Entries for labeling bounding boxes:
◆ ◆ ◆

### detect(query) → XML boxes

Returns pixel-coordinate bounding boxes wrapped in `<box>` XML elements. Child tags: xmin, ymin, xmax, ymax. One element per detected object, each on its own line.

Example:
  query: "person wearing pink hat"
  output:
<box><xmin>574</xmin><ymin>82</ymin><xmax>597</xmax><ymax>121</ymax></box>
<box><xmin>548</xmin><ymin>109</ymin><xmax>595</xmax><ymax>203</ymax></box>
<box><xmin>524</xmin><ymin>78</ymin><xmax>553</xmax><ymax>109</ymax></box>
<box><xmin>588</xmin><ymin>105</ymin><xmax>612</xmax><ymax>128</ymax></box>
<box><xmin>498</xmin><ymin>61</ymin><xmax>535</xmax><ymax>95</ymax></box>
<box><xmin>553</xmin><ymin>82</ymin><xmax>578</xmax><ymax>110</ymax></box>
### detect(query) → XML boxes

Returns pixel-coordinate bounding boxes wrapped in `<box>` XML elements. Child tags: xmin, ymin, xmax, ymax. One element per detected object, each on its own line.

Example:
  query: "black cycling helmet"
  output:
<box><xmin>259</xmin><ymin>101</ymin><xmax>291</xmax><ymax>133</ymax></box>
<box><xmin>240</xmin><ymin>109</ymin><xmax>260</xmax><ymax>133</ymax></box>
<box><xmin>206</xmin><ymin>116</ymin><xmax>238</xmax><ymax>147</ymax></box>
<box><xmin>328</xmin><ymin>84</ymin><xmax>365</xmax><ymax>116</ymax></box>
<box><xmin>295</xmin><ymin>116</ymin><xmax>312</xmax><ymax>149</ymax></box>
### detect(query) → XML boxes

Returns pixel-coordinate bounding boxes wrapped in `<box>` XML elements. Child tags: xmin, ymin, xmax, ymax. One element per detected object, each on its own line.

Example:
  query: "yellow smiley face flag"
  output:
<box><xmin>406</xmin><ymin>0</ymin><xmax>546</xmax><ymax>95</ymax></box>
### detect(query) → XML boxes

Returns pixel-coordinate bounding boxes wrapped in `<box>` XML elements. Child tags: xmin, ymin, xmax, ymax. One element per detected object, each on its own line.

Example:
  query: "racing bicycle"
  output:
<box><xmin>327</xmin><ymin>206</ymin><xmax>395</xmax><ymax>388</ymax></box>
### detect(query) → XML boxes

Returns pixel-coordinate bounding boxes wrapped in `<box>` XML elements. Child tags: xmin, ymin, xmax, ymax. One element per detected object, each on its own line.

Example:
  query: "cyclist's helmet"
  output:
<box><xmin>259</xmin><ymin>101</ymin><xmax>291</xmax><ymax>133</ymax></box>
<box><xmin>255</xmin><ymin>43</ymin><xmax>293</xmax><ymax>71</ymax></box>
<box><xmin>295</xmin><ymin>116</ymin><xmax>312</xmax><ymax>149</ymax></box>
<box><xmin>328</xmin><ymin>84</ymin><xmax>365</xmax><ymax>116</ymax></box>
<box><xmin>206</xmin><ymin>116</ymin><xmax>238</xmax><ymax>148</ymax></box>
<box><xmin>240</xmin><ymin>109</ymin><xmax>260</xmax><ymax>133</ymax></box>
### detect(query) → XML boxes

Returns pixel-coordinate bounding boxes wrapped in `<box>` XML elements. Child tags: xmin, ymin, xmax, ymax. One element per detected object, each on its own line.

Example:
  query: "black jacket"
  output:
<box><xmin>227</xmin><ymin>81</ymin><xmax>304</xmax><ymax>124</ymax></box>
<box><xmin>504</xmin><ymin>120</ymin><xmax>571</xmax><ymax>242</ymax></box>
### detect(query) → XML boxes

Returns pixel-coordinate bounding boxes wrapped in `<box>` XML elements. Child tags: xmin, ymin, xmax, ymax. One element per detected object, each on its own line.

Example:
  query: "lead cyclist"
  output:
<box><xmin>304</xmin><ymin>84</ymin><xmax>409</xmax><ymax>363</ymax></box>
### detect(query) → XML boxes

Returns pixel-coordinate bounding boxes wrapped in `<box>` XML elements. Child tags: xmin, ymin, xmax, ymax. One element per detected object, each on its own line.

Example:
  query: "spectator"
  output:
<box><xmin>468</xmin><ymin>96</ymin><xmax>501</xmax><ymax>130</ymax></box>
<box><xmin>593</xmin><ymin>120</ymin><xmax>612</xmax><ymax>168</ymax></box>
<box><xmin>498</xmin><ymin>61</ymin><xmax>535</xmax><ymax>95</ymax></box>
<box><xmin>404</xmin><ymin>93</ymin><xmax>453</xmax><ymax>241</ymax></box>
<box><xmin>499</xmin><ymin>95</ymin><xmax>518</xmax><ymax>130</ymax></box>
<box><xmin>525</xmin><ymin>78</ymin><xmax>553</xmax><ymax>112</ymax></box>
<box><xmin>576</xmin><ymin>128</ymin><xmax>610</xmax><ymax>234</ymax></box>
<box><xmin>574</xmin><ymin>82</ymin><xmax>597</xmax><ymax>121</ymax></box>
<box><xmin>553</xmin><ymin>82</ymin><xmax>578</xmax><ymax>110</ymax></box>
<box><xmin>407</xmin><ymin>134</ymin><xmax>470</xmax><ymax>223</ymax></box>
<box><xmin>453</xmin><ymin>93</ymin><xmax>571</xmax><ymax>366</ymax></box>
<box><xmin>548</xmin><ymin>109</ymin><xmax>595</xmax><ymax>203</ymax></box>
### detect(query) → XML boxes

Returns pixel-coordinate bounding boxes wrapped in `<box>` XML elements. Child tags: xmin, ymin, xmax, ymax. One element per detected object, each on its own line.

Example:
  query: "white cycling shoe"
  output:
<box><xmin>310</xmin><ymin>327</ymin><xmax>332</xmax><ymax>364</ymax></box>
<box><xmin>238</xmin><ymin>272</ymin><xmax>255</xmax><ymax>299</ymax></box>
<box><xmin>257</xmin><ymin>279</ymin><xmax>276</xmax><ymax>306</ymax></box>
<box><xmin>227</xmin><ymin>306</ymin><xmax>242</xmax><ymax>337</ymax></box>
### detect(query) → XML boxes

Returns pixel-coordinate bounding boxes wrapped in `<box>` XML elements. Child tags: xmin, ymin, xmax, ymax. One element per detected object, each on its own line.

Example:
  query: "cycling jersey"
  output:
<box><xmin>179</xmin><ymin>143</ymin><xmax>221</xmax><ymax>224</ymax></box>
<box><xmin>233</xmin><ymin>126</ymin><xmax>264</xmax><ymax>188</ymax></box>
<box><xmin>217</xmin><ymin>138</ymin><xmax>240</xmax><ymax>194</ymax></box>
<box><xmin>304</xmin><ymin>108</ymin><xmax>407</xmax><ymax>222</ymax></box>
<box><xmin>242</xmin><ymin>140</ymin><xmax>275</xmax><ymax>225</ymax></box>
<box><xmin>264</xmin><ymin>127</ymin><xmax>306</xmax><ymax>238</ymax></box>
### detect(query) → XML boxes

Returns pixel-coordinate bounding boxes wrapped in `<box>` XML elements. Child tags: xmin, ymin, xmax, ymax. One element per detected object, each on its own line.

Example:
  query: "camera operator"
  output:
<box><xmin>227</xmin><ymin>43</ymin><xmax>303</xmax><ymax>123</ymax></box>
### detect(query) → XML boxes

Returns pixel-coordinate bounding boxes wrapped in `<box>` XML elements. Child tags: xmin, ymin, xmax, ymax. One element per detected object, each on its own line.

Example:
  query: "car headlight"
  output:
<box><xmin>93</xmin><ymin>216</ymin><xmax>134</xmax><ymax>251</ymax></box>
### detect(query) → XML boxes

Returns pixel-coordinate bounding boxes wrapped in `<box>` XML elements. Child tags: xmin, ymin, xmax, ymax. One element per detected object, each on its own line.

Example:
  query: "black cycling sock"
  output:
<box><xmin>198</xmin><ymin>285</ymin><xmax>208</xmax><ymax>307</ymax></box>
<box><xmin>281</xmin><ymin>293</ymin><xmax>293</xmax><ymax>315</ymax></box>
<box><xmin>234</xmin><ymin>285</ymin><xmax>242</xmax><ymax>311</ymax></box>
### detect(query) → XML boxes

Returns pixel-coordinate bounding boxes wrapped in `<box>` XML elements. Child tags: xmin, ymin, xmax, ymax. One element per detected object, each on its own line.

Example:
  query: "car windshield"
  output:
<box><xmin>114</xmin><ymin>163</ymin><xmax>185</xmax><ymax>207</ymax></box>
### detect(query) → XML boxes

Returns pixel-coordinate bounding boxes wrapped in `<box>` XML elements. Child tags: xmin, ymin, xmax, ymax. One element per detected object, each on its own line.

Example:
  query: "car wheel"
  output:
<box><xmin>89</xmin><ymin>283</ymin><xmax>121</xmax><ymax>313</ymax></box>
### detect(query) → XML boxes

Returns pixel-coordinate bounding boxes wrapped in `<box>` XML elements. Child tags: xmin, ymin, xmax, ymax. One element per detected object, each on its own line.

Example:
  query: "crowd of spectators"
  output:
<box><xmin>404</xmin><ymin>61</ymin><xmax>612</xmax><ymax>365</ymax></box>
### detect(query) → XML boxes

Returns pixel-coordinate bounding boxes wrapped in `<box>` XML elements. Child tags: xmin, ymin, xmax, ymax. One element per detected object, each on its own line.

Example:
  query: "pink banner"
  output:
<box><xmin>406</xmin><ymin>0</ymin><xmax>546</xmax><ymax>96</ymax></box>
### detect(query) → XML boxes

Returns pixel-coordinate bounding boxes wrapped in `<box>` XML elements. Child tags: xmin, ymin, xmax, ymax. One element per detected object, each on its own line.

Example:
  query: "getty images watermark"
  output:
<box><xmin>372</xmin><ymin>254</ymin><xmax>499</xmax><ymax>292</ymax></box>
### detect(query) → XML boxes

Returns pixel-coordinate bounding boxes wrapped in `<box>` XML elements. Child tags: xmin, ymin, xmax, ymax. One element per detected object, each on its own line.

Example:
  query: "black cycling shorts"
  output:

◆ ◆ ◆

**WORK TO DO:** Tally the lines above that contain the word "helmet", treating case as significant, and give only the number.

**RESPONSE TO THIS TASK:** 2